TASK STATEMENT >> Copy every record below, exactly as written.

EXTRACTED RECORDS >>

________________________________________

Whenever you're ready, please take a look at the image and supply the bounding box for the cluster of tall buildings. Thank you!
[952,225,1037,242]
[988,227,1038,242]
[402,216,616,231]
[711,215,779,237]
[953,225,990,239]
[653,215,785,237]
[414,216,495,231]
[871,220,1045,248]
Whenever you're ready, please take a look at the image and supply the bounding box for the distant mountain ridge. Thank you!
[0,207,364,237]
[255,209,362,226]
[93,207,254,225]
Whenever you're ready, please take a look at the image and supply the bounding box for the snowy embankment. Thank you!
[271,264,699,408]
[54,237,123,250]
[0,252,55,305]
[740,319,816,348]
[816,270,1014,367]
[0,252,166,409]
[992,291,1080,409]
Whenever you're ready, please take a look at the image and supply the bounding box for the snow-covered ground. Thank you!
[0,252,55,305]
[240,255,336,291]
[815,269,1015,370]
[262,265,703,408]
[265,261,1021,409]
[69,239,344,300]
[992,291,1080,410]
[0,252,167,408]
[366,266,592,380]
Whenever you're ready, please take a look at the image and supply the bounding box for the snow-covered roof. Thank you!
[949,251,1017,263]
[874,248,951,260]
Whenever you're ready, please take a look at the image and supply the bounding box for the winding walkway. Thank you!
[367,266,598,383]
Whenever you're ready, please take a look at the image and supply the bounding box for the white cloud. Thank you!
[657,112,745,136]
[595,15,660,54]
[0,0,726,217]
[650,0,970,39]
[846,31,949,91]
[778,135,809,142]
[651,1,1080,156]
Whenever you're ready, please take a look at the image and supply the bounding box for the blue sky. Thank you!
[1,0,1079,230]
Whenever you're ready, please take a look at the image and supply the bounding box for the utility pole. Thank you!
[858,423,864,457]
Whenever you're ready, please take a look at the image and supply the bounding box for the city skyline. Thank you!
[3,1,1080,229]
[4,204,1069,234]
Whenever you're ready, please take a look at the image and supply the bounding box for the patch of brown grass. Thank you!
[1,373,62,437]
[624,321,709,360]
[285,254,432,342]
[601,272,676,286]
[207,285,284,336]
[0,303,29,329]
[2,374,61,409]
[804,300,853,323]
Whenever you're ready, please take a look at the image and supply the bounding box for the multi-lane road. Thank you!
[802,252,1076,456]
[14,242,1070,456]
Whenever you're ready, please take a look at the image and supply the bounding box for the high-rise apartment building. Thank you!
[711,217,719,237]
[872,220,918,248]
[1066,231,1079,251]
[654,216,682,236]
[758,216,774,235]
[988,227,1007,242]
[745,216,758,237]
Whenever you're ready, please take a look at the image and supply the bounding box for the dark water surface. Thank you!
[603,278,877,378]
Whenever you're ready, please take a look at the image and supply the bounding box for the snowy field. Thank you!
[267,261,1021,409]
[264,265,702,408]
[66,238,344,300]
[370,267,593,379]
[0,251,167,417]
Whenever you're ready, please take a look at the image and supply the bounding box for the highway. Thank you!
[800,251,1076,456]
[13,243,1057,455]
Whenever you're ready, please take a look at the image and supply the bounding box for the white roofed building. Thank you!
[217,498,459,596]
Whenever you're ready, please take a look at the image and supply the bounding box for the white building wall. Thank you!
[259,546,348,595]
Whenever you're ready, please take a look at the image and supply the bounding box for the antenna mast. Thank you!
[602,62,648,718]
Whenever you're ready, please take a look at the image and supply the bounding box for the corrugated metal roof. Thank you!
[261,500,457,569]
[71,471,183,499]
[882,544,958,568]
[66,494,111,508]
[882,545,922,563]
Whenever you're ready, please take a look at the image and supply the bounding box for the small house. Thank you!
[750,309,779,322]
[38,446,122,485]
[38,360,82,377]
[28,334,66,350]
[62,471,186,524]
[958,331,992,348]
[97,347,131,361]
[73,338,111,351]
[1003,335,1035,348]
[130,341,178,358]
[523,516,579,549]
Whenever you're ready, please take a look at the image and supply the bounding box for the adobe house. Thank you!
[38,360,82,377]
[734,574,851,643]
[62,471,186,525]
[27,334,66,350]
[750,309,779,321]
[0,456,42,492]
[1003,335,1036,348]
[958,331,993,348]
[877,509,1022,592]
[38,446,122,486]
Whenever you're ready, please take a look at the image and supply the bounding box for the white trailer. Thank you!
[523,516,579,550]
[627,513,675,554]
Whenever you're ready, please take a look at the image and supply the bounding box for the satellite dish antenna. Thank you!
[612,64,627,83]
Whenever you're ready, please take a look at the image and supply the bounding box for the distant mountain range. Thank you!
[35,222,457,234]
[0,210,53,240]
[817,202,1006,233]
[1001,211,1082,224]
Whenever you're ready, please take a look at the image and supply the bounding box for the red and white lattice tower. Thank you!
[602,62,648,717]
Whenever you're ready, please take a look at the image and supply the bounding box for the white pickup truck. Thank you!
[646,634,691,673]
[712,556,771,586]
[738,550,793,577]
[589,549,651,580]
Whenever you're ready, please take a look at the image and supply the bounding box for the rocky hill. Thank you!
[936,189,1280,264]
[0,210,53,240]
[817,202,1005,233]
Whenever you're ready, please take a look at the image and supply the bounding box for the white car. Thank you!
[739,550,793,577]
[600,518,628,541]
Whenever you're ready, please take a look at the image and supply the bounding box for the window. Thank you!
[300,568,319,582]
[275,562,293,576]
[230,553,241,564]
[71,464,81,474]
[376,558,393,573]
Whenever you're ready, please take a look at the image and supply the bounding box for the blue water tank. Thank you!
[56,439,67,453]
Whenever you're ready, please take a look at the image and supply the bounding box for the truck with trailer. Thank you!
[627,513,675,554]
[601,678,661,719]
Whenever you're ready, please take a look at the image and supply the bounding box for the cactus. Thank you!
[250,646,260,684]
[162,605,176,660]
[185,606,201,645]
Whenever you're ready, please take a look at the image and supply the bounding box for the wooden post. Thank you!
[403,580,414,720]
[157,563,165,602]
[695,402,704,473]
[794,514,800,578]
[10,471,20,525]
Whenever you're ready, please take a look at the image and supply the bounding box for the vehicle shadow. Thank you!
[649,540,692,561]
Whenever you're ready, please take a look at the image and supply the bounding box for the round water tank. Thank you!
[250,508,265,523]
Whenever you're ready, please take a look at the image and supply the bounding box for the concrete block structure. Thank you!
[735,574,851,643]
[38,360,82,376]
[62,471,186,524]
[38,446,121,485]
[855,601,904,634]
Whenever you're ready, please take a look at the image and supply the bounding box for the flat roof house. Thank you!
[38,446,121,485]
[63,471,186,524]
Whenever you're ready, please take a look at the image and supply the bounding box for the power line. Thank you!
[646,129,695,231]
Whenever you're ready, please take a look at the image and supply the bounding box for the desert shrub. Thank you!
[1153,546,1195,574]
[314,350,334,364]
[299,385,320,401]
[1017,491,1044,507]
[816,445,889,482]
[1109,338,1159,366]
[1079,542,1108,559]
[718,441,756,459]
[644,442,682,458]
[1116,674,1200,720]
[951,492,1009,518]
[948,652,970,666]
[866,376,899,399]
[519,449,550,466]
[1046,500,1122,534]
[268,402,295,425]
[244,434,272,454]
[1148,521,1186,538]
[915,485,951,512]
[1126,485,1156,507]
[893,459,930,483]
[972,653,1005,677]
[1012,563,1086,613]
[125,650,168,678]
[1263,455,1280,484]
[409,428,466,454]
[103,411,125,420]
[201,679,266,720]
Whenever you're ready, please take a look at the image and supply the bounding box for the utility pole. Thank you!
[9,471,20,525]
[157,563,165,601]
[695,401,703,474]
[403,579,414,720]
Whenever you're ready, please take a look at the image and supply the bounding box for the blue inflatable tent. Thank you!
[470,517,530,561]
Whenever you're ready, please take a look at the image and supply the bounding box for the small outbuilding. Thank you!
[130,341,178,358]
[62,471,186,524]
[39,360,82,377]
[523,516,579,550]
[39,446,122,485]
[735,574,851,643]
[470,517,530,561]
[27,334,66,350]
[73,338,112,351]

________________________________________

TASK RESPONSE >>
Whenever you're ready, please take a look at the image and supply the bounding box for the cluster of tall buildings. Thank you!
[952,225,1037,242]
[988,227,1038,242]
[402,216,616,231]
[711,215,779,237]
[953,225,990,239]
[653,215,785,237]
[414,216,495,231]
[871,220,1045,248]
Whenever you're ready, please take a look at the image and supply the bounding box for the distant mountain ridge. Thank you!
[0,207,364,237]
[255,209,362,226]
[93,207,254,225]
Whenever you're ready, please take a look at the image and supply the bounding box for the snowy embankment. Thank you!
[271,264,699,408]
[54,237,123,250]
[0,252,55,305]
[740,319,816,348]
[816,270,1014,367]
[0,252,166,409]
[992,291,1080,409]
Whenever you're ready, please take a look at the image and supply the bounding box for the snow-covered ground. Thank you!
[0,252,55,305]
[240,255,336,291]
[815,269,1015,370]
[262,265,703,408]
[265,261,1021,409]
[69,239,344,300]
[992,291,1080,410]
[0,252,167,408]
[366,266,592,380]
Whenever you're ready, please take a look at the image and supply the bounding box for the snow-covered roof. Thank you!
[949,251,1017,263]
[874,248,951,260]
Whenever you're ready, please take a look at the image and supply the bounding box for the winding walkway. Thank you!
[367,266,598,383]
Whenever you're ready, please take a look at the image and supply the bounding box for the white cloud. Thank you!
[657,112,745,136]
[595,15,660,54]
[0,0,726,217]
[650,0,970,39]
[846,31,949,91]
[778,135,809,142]
[651,1,1080,156]
Whenever you're ready, please take a look at the image and supply the bounding box for the blue sky. Thank you!
[1,0,1079,230]
Whenever you're ready, please take a look at the image and supply the bounding box for the utility pole. Thank you!
[858,423,864,457]
Whenever you're ready, please take a look at the image and supply the bounding box for the city skyline. Thank you!
[3,1,1080,229]
[4,204,1069,234]
Whenever you're ready, please take a look at the image and supply the bounding box for the patch of brown grass. Thank you!
[1,373,62,437]
[624,321,709,360]
[285,254,432,342]
[601,272,676,286]
[207,285,284,336]
[0,303,29,329]
[2,374,61,409]
[804,300,853,323]
Whenever you're ready, please take a look at the image and supply the bounding box for the multi-lane road. Thank you!
[802,252,1076,456]
[14,242,1070,456]
Whenever you're ready, please take a look at the image and supply the bounding box for the high-rise apartment building. Thank you!
[711,217,719,237]
[872,220,918,248]
[1066,231,1079,251]
[654,216,682,236]
[758,216,774,235]
[988,227,1007,242]
[745,216,758,237]
Whenever you're ready, please take a look at the image and supply the bounding box for the dark water surface. Thank you!
[603,278,877,378]
Whenever you're ready, please take a look at the image and supply the bounding box for the snowy field. Thank you!
[267,261,1021,409]
[264,265,702,408]
[66,238,344,300]
[370,267,593,379]
[0,251,167,417]
Whenever you're ready, please take a look at the image and supply the bounding box for the highway. Thank you!
[800,251,1076,456]
[13,243,1057,455]
Whenever you're ready, please take a look at the image and supply the bounding box for the white roofed building. Thank you!
[217,498,459,596]
Whenever you're ready, please take a look at the image and supply the bounding box for the white building wall. Thank you!
[259,546,348,595]
Whenever you're ready, please take a look at the image and supply the bounding box for the antenna mast. Thank you!
[602,62,648,718]
Whenever you're ready, please take a look at the image and supply the bounding box for the corrugated metal roof. Thank you!
[261,500,457,569]
[71,471,183,499]
[882,544,958,568]
[66,494,111,508]
[882,545,922,563]
Whenever you're ready, please take a look at the image and supply the bounding box for the small house. Thank you!
[750,309,779,322]
[38,446,122,485]
[38,360,82,377]
[28,334,66,350]
[62,471,186,524]
[958,331,992,348]
[97,347,131,361]
[73,338,111,351]
[1003,335,1035,348]
[130,341,178,358]
[523,516,579,549]
Whenever you're ready, please take a look at the image and supply the bounding box for the adobe house. Thank you!
[38,360,82,377]
[734,574,851,643]
[62,471,186,525]
[27,334,66,350]
[750,309,779,321]
[0,456,42,492]
[1003,335,1036,348]
[958,331,993,348]
[877,509,1022,592]
[38,446,122,486]
Whenever you're ready, please take a look at the image and supply the bounding box for the white trailer. Thank you!
[523,516,579,550]
[627,513,675,554]
Whenever you're ready, please take a look at the image and supply the bounding box for the satellite dish antenna. Thank you!
[612,64,627,83]
Whenever you're ready, please take a look at the image and supply the bounding box for the distant mountain range. Thank you!
[35,222,457,234]
[0,210,53,240]
[817,202,1006,233]
[1001,211,1082,224]
Whenever you're ready, please take a look at the image and supply the bounding box for the red and white lattice tower. Thank you!
[602,62,648,717]
Whenever you're ready, please take a look at the image and supply the bounding box for the white pickup truck. Thank you!
[646,634,691,673]
[712,556,771,586]
[738,550,793,577]
[589,549,651,580]
Whenever you're ready, please take a look at the image and supply the bounding box for the rocky hill. Thank you!
[936,189,1280,264]
[0,210,53,240]
[817,202,1005,233]
Whenever you're ready, please take a look at the image and supply the bounding box for the white car. Thank you!
[739,550,793,577]
[600,518,628,541]
Whenever you're ready, please take a look at the image and supply the bounding box for the window. Thank you!
[300,568,319,582]
[275,562,293,576]
[230,553,241,564]
[71,464,81,474]
[376,558,393,573]
Whenever you're ready, please take a look at the image and supply the bounding box for the blue water tank. Thank you!
[56,439,67,453]
Whenever you're ready, please take a look at the image and supply the bounding box for the truck with trailer. Thank you!
[627,513,675,554]
[601,678,661,719]
Whenever you're ready, please take a look at the image and supply the bounding box for the cactus. Thank you!
[250,646,260,684]
[162,605,176,660]
[185,606,201,645]
Whenever you're ready, please take a look at the image and supply the bounding box for the wooden post. Thank you!
[403,580,414,720]
[157,563,165,602]
[695,402,704,473]
[794,514,800,578]
[10,471,20,525]
Whenever you're ready, please take a look at the image and supply the bounding box for the vehicle shadow. Thank you!
[649,540,692,561]
Whenever you're ready, please take a look at the image and supply the bounding box for the round water tank. Thank you!
[250,508,265,523]
Whenever you're ready, please take a look at the image and supply the bounding box for the concrete block structure. Thank you!
[735,574,851,643]
[38,360,82,376]
[62,471,186,524]
[38,446,121,485]
[855,601,904,634]
Whenever you're ready, please take a look at the image and supply the bounding box for the flat roof house. Thank you!
[38,446,121,485]
[63,471,186,524]
Whenever you're ready, please take a look at the image and supply the bounding box for the power line. Thank you!
[646,129,695,231]
Whenever you're ready, please take a look at the image and supply the bounding box for the desert shrub. Thank you!
[1153,546,1195,574]
[314,350,334,364]
[299,385,320,401]
[1017,491,1044,507]
[816,445,889,482]
[1109,338,1159,366]
[1079,542,1108,559]
[718,441,756,459]
[644,442,682,458]
[1116,674,1200,720]
[951,492,1009,518]
[948,652,970,666]
[866,376,899,399]
[519,449,550,466]
[1046,500,1122,534]
[268,402,295,425]
[244,434,272,454]
[1148,521,1186,538]
[915,485,951,512]
[1126,485,1156,507]
[893,459,930,483]
[972,653,1005,677]
[1012,563,1086,613]
[125,650,168,678]
[1263,455,1280,484]
[409,428,466,454]
[103,411,125,420]
[201,679,266,720]
Whenever you're ready, please take a look at the image and supply the bounding box for the utility pole. Thank you!
[9,471,20,525]
[157,563,165,601]
[695,401,703,474]
[403,579,414,720]
Whenever you're ready, please take a look at the image and supply the bounding box for the blue inflatable tent. Thank you!
[470,517,530,561]
Whenever you're ready, please take a look at the image and supply the bounding box for the small outbuilding. Thank you!
[130,341,178,358]
[62,471,186,524]
[39,360,82,377]
[523,516,579,550]
[39,446,122,485]
[735,574,851,643]
[470,517,530,561]
[27,334,66,350]
[73,338,112,351]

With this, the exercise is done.